* What to do *
Rewrite the lines below, from the first one through the line holding "(1087, 312)", inclusive, putting "guard rail" in place of "safety railing" and keeping everything else unchanged.

* Available records *

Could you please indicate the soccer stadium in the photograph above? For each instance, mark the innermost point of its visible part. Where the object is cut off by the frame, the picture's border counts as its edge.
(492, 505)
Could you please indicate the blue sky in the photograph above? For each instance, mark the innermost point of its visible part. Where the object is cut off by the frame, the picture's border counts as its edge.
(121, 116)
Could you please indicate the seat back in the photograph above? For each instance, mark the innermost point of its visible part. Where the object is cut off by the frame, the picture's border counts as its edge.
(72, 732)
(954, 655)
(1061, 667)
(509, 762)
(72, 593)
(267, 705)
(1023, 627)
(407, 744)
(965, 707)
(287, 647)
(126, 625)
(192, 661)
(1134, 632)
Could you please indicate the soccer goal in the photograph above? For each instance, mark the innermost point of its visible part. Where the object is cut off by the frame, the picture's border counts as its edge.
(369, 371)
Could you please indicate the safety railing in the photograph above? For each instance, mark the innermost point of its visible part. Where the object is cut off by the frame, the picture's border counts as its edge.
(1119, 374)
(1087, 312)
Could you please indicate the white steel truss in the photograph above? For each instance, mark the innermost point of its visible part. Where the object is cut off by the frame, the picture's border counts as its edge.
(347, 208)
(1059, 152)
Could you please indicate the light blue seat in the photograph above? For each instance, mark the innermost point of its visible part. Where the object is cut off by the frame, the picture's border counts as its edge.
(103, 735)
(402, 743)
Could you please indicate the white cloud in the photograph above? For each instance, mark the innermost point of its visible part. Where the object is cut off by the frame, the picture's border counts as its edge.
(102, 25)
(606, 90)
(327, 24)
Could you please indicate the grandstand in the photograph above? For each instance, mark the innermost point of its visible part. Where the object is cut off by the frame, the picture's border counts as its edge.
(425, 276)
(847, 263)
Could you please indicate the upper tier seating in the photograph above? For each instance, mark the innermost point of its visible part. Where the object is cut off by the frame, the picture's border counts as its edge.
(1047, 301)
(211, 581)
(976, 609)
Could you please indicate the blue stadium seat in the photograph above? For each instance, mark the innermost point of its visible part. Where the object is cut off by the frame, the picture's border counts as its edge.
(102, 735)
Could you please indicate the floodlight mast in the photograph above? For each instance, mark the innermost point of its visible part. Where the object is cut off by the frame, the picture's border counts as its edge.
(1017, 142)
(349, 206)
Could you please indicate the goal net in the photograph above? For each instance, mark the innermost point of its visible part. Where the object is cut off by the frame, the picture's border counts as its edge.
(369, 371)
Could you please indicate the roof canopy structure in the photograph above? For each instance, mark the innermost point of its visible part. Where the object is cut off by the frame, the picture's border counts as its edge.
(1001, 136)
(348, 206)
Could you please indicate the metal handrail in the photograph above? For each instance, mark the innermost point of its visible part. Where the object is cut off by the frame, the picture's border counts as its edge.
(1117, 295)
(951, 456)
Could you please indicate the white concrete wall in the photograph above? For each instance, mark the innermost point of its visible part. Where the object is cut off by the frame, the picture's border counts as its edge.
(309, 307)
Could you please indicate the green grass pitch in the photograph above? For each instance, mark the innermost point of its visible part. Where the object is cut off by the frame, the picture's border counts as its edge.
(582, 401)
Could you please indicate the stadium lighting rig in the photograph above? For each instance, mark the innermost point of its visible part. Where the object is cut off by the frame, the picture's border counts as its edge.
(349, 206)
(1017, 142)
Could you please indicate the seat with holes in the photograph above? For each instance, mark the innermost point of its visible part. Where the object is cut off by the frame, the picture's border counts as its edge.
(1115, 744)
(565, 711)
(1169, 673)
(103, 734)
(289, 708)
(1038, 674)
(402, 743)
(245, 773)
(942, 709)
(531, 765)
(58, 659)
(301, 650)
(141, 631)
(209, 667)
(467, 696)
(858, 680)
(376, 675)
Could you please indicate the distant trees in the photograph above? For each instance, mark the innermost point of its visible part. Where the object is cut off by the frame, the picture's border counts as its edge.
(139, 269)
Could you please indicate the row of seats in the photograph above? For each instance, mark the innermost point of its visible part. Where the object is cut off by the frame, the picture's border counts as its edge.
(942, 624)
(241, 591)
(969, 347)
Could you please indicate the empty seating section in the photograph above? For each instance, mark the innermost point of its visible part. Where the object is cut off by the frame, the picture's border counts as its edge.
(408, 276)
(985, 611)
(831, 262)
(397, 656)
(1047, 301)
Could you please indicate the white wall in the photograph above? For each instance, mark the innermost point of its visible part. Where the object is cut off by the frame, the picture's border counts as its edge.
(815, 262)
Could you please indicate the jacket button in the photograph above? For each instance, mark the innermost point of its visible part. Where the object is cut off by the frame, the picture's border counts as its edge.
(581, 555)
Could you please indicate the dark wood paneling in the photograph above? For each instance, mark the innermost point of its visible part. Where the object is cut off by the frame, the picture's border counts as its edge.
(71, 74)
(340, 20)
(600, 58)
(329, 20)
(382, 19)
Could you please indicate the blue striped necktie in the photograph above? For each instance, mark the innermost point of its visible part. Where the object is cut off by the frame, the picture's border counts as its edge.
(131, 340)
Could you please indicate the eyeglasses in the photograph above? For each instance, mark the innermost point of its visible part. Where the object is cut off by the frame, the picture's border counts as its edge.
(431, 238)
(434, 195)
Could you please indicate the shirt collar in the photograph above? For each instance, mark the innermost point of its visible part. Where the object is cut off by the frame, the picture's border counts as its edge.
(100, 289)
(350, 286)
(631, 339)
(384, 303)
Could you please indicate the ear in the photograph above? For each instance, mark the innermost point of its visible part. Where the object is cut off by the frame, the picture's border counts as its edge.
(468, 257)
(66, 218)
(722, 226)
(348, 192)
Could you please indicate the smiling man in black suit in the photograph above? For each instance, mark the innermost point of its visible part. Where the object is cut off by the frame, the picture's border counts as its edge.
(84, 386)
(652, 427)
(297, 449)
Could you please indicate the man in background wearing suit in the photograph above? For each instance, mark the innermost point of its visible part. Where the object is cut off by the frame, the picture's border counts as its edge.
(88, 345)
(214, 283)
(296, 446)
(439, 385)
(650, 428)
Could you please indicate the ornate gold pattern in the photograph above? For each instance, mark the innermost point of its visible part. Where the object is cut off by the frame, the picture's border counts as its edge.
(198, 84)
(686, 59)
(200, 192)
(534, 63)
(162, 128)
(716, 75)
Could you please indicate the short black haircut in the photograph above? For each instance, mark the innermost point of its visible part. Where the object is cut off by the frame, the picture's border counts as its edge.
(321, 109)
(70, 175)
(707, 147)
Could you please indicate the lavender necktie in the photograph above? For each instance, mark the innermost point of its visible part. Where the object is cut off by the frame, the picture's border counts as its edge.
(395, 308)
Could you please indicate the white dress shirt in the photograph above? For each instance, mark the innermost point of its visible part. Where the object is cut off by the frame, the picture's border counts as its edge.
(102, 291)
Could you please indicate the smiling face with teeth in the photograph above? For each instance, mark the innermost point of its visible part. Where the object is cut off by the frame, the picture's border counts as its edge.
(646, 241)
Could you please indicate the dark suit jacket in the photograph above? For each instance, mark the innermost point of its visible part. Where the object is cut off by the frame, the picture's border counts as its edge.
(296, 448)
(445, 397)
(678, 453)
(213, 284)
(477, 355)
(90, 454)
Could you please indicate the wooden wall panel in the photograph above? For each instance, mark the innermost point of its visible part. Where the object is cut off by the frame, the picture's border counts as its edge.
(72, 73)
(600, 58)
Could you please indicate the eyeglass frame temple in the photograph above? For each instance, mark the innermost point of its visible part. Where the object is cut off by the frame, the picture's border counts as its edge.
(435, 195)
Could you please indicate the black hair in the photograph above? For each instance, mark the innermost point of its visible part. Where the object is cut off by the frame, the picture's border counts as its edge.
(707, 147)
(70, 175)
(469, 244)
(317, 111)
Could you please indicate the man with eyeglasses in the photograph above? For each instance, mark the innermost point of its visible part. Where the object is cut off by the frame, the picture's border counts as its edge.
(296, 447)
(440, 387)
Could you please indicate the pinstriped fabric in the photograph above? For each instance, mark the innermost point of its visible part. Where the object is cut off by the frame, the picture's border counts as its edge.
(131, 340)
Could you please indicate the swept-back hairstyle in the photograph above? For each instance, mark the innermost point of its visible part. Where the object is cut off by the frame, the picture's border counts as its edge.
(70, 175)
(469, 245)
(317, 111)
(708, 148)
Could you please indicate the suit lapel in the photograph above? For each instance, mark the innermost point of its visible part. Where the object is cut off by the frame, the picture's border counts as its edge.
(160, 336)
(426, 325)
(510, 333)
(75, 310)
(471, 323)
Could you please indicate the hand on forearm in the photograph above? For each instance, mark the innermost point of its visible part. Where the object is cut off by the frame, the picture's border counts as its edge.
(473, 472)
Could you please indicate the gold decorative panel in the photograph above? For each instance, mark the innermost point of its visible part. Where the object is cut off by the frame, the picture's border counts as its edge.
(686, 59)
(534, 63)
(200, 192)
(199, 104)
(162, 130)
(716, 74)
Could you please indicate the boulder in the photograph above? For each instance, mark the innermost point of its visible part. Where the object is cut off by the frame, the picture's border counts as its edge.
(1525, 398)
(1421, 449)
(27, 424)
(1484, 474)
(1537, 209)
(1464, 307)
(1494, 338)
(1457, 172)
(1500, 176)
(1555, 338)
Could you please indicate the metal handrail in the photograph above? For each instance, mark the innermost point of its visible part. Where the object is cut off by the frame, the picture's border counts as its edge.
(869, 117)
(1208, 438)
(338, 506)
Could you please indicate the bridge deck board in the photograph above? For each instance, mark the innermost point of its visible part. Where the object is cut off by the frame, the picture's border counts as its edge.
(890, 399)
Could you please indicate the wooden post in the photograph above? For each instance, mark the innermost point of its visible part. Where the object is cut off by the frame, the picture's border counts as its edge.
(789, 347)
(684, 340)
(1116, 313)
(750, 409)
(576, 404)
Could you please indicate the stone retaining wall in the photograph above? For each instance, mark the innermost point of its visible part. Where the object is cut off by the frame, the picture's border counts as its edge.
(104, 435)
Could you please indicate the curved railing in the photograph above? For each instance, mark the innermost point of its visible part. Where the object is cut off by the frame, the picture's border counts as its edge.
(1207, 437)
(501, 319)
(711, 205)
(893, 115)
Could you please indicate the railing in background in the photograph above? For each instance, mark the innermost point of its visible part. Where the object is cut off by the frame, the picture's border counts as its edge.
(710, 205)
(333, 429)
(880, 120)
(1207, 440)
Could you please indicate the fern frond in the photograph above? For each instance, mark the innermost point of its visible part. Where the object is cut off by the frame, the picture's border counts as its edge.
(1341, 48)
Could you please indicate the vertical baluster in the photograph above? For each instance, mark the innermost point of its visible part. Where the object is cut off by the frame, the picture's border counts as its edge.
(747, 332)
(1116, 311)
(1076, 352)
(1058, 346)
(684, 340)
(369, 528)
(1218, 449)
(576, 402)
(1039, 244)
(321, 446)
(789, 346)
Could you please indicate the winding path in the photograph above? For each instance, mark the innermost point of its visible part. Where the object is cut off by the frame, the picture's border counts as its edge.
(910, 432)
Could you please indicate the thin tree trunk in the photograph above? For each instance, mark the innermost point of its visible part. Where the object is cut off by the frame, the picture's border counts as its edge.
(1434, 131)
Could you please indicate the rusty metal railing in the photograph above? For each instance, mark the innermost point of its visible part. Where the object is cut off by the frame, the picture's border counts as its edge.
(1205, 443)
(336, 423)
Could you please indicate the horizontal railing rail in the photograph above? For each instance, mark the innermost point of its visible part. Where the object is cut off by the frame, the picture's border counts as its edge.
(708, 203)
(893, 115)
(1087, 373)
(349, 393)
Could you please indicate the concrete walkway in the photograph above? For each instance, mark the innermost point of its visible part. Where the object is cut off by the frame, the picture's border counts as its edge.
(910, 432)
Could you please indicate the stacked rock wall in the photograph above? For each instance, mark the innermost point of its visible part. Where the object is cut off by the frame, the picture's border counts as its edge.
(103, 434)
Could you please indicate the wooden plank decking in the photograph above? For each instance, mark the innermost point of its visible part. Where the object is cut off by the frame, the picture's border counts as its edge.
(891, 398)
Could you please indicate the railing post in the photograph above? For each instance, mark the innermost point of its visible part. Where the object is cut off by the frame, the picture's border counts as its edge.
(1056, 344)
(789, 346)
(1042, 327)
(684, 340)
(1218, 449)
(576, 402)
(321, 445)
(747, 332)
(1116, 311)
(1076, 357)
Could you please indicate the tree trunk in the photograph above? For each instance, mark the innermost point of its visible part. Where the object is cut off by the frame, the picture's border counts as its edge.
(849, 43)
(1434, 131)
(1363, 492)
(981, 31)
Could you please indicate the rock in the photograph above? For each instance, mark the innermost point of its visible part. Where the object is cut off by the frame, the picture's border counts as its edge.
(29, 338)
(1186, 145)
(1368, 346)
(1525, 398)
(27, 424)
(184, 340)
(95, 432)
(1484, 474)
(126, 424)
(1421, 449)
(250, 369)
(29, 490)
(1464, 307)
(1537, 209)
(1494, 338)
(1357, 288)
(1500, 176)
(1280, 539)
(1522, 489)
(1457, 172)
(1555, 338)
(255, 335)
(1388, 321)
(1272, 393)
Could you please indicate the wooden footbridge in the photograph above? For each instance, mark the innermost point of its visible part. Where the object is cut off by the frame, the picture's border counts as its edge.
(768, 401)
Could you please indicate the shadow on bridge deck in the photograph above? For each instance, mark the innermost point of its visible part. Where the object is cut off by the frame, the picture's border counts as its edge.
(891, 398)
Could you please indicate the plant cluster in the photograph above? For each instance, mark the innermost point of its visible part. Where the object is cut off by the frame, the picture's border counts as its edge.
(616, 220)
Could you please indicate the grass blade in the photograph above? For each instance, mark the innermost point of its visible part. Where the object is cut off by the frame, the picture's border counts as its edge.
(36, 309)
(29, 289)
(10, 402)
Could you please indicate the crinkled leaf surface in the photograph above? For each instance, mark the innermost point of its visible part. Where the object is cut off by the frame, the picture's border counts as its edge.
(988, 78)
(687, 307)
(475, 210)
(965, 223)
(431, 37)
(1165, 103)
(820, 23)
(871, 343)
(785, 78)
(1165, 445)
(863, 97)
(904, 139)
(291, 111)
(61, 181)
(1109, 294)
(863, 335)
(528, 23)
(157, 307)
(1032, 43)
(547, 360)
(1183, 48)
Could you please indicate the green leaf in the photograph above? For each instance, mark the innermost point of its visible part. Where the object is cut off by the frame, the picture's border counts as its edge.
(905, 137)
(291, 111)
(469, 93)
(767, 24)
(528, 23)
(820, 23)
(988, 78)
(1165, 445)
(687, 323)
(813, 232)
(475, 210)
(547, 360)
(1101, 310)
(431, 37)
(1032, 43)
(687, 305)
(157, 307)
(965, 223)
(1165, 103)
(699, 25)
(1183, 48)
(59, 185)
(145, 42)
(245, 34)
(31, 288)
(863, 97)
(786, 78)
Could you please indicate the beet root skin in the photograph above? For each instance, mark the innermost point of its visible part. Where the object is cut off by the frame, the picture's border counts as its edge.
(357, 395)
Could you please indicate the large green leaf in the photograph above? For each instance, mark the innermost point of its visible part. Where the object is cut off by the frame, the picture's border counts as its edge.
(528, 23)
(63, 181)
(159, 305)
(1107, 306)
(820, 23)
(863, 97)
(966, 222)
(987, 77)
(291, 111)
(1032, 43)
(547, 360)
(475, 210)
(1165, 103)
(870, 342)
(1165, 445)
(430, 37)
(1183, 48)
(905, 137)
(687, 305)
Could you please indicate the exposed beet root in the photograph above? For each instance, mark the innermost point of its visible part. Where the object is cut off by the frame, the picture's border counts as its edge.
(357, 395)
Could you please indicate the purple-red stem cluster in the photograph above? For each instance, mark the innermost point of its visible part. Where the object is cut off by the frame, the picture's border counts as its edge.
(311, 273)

* Answer for the task *
Could you please indicate the soccer stadium in the photograph above? For each instance, mark the innermost point of its visible part. Where the object is cut off by the frame, the picture's border counts as its edge.
(492, 505)
Could you please indicate the blue sky in the photograph above? For each instance, mark the innermost point of its visible part. Where the object is cut off by the frame, the picture's border counts as its edge.
(121, 116)
Could you please indicate the seat back in the photograph above? For each instance, mark the innermost point of its visible part. Where the object is cut off by the frame, the picture's border counts as its edge.
(72, 732)
(954, 655)
(1061, 667)
(509, 762)
(72, 593)
(267, 705)
(1023, 627)
(407, 744)
(965, 707)
(287, 647)
(126, 625)
(192, 661)
(1134, 632)
Could you please indicate the soccer goal in the photograph above? For each instance, mark the innermost point of its visible part. Where the object is cut off by the frame, the picture's border counts as its edge.
(369, 371)
Could you please indicate the guard rail in the photograph above? For each instance, mark the innermost point of its visible part. Where the object is cut off by the frame, the picture's border counts as its edge.
(1119, 374)
(1087, 312)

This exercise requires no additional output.